[Records for processing Boundary: Start]

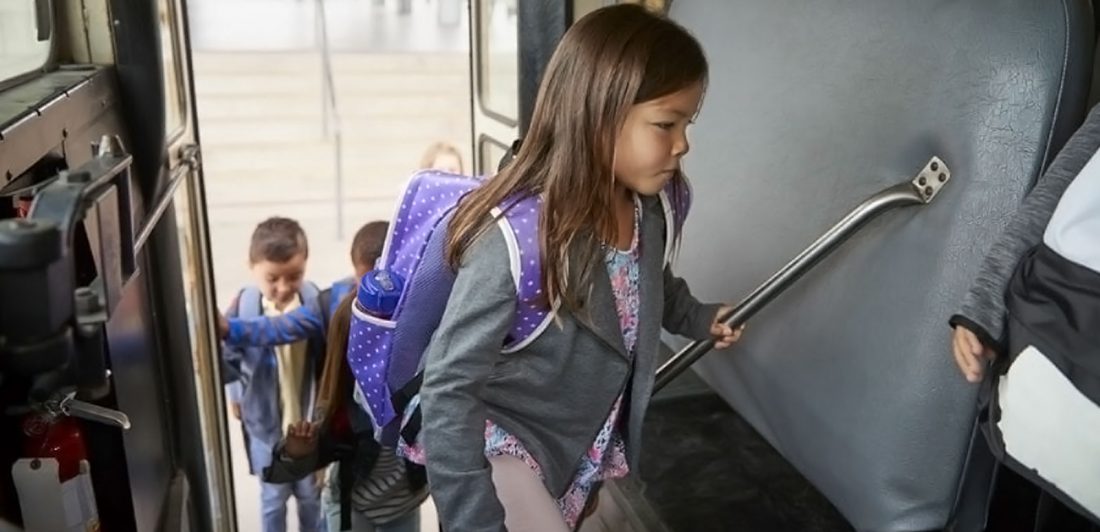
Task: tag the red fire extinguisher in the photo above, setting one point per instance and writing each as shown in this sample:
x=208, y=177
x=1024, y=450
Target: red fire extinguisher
x=50, y=435
x=53, y=480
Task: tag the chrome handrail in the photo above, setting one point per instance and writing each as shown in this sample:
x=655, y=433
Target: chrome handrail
x=921, y=190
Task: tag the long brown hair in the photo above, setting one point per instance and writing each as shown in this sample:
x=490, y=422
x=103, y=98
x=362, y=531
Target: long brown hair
x=336, y=381
x=607, y=62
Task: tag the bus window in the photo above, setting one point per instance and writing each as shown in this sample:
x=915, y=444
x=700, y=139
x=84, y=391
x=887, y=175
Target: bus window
x=498, y=44
x=171, y=59
x=491, y=152
x=25, y=37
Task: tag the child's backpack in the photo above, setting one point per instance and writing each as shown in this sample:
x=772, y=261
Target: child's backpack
x=399, y=305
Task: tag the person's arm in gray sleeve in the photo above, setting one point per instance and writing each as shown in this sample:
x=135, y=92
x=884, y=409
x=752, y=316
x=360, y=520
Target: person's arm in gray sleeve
x=460, y=358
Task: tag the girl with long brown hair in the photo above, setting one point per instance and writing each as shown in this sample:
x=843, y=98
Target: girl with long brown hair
x=520, y=440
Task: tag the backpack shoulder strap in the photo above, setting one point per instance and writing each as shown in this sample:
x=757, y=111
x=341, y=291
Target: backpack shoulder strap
x=518, y=222
x=250, y=302
x=309, y=292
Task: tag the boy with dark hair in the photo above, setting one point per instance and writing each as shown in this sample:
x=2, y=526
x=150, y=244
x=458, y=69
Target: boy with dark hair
x=383, y=494
x=273, y=386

[Records for processing Boundary: End]

What to produce
Which of the lines above include the word "this"? Copy each of them.

Task output
Task: tag the red fire extinguisher in the photo above, setting one point per instance and writing each as shown in this sample:
Task: tag the chrome handrail in the photo above, setting one point per instance and writing each as shown in this sample:
Task: tag the long brown hair in the photo above, setting one point per instance and writing each as shown in this sample:
Task: tag the bus window in the photo above, setting one point per instance and writing each as shown in this sample:
Task: tag the child's backpack in the photo above, setting one point per instance and writing each as shown in this sample:
Task: tag the person's arm in gray sleeve in the photo above, setting one point per instance and writing each as shown in this sample:
Task: tag the girl with long brown hair in the photo above, setting one point per instance and writing each as shown in this sample:
Task: tag the backpack shoulder strap in the photo above, setting one point per instance and writing each as shown in this sample:
Task: tag the boy with dark hair in the photo above, setting one point per instance and writing each as shown in this sample:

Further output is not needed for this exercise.